Imaginez un monde où il faut passer des tests psychologiques, sociaux et médicaux pour avoir le droit de faire un enfant. Imaginez un monde où certains n’ont pas droit à des traitements en raison de leur âge. Ce monde, cela fait six ans qu’il existe pour Regina, Thomas et Clémentine… depuis que la loi Lelieux a été inscrite dans la Constitution belge. Sous prétexte d’endiguer la surconsommation, en faisant diminuer naturellement la population, cette loi prive en réalité les citoyens de leurs droits fondamentaux. Comment réagira Regina lorsque son monde d’enfant sera bousculé par des problèmes d’adultes ? Pourquoi Thomas se remettra-t-il en question alors qu’il était sûr de lui ? Que fera Clémentine quand elle aura compris qu’elle a été doublement trahie ?

= = = = =

• [ÉNONCÉ DU PROBLÈME] Rédigez la suite du texte sur la loi Lelieux à partir de sa dernière phrase. Les enregistrements proviennent d'une autre source.

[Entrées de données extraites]
= = = = =

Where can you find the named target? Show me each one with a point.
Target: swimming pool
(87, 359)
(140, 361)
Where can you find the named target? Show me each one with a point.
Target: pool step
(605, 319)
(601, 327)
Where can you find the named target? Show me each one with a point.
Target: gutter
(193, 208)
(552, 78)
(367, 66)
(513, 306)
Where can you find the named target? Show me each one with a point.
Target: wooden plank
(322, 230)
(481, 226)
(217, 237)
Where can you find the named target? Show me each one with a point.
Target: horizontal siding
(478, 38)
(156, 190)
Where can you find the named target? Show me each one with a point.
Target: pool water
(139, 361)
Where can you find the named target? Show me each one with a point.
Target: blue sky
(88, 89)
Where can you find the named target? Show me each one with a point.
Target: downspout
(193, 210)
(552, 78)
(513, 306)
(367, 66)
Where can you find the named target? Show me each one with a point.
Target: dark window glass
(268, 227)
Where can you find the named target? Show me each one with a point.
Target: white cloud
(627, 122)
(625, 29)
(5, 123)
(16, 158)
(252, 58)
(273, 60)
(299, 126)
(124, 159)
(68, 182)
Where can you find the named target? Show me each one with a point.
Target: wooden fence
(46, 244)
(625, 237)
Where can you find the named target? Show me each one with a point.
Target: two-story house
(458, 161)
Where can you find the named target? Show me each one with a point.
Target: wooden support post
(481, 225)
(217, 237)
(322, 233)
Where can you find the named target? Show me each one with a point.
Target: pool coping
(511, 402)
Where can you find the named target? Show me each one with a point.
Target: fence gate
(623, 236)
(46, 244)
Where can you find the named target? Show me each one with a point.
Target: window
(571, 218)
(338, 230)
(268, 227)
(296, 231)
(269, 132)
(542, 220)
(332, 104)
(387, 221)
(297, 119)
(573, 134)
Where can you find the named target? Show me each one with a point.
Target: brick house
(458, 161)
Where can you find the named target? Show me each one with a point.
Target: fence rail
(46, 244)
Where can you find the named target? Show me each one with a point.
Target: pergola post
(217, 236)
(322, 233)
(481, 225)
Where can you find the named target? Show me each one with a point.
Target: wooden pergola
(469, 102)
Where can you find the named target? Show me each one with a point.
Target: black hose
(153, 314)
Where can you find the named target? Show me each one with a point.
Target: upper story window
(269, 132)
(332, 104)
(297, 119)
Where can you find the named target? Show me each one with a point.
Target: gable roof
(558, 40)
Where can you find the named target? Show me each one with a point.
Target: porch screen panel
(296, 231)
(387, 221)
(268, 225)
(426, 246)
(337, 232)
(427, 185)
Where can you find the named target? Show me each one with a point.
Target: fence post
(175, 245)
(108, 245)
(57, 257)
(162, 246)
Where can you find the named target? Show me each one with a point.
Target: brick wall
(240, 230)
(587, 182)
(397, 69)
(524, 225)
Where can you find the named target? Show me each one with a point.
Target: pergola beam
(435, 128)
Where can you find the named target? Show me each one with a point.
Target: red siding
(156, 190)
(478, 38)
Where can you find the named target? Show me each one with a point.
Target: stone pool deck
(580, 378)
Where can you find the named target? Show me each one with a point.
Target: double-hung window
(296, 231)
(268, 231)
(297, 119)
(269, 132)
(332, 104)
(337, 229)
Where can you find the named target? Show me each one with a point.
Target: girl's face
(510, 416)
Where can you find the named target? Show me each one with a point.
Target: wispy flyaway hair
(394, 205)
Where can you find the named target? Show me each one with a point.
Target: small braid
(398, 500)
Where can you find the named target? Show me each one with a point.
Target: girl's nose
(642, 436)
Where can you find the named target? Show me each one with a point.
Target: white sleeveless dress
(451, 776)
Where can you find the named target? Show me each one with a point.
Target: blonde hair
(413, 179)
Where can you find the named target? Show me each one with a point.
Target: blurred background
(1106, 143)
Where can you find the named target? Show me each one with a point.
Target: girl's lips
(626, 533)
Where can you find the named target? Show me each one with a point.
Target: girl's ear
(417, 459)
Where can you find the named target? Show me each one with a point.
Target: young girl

= = = = =

• [RÉSULTAT OBTENU]
À PROPOS DE L'AUTEURE

Née en 1996, Enora Selvais termine son double master en communication stratégique internationale à l’Université de Sherbrooke (Canada) et l’UCLouvain (Belgique). Pour son premier roman, elle a choisi d’aborder les sujets de société actuels qui l’ont marquée tels que la surconsommation, la démocratie, l’éthique, le respect des droits de l’Homme et la discrimination. Elle est passionnée par le théâtre, la musique et le cinéma.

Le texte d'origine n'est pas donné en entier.